Record set
*** Block opens ***
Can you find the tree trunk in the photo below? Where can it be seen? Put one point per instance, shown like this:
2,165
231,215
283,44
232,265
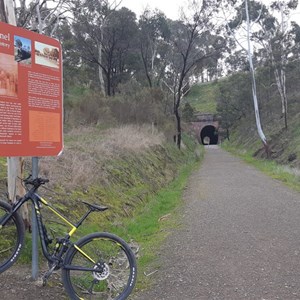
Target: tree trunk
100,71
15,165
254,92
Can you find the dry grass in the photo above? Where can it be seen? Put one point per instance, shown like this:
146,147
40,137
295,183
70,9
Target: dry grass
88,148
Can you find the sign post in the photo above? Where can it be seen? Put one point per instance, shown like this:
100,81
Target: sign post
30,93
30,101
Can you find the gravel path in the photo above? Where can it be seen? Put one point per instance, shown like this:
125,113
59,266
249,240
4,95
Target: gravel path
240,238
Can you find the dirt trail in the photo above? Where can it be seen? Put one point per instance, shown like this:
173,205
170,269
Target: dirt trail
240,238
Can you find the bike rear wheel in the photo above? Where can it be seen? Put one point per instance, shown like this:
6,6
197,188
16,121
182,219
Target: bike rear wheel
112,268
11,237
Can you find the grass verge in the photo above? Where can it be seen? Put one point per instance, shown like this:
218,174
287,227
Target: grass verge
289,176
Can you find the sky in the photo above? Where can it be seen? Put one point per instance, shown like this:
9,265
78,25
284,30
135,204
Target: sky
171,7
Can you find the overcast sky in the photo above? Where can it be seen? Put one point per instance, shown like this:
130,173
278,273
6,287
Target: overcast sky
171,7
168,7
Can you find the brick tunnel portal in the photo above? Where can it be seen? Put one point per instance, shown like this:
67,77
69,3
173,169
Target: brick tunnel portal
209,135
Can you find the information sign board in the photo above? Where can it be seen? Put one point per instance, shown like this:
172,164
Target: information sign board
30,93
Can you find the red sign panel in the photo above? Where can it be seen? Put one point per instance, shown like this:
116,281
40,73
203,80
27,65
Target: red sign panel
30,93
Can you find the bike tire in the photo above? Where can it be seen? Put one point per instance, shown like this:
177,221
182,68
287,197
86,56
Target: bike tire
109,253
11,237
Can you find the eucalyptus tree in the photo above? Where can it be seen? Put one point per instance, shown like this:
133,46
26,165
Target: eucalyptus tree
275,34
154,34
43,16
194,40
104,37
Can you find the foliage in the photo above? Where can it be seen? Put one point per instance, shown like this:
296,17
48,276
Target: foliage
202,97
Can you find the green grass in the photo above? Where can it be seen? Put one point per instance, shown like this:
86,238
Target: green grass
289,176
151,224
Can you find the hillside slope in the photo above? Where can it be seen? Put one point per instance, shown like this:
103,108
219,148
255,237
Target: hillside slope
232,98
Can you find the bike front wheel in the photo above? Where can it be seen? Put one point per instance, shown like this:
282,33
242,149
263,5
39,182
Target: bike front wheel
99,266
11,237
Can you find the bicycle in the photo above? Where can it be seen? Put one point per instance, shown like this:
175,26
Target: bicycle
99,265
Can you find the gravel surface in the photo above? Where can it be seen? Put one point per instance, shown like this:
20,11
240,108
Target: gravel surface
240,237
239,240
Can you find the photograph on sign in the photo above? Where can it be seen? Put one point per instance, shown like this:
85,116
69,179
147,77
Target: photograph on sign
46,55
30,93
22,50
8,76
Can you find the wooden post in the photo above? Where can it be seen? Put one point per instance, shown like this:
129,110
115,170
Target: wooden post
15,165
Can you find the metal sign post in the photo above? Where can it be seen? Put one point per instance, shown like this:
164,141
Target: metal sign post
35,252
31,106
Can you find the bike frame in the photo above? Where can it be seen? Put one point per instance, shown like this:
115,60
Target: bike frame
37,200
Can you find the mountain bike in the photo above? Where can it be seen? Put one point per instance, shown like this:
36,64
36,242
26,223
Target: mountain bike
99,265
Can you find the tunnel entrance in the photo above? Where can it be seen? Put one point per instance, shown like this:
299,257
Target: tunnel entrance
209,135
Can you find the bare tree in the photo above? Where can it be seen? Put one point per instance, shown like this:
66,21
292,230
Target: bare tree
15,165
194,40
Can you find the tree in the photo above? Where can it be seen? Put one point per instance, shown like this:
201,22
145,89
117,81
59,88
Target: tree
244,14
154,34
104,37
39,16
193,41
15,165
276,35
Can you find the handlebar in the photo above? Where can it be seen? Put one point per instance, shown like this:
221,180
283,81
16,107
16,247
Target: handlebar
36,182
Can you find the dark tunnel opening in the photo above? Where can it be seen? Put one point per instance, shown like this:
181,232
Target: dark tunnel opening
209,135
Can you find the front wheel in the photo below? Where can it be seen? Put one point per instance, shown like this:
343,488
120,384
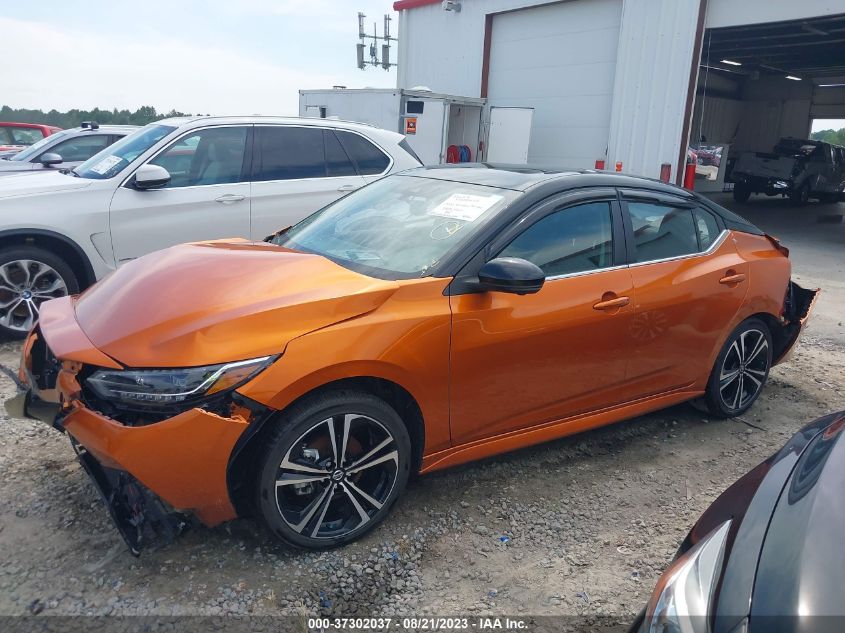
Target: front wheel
*** Block closes ***
What to produce
Find every line of the data above that holds the word "below", then state how many there are and nothing else.

Response for this exercise
2